▸ WORK TO COMPLETE
Locate each line in the records that contains the word "Query" and copy those lines.

▸ ENTRIES
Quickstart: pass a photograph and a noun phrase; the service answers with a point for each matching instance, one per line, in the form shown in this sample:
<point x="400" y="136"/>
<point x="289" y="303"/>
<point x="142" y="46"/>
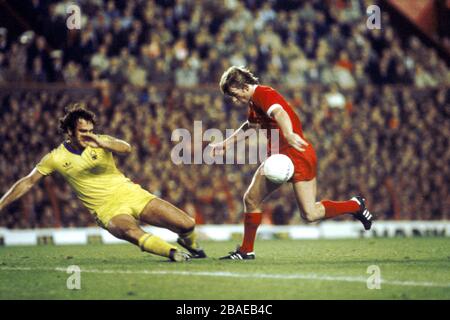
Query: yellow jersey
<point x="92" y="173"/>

--

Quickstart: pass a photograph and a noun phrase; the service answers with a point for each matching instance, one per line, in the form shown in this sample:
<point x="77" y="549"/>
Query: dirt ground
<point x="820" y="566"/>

---

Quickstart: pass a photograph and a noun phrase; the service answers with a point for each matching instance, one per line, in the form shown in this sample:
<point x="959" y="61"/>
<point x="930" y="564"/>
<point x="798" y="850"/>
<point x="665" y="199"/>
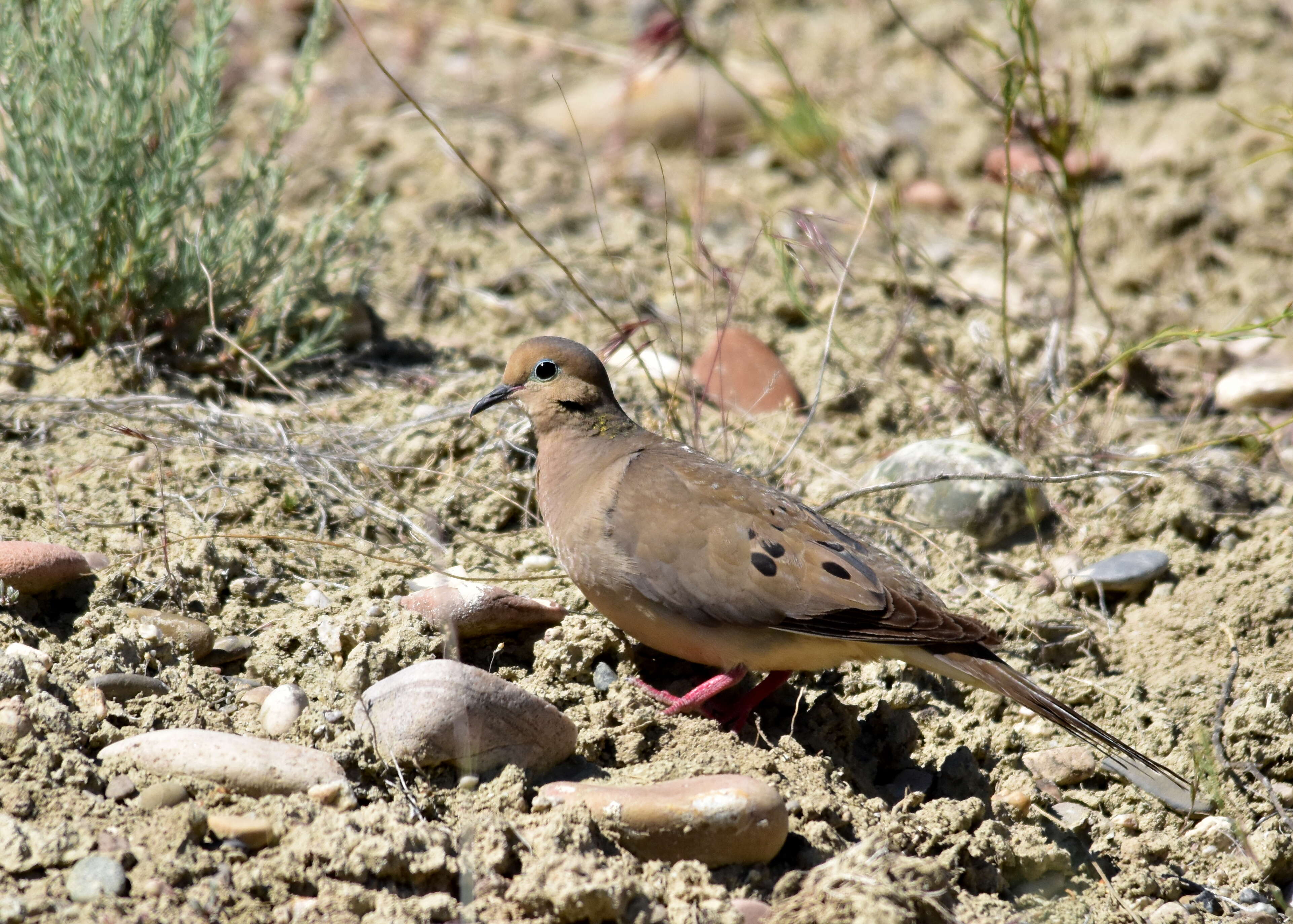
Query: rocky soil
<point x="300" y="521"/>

▸ REPLY
Query: yellow jersey
Query: dirt ground
Query: rocky soil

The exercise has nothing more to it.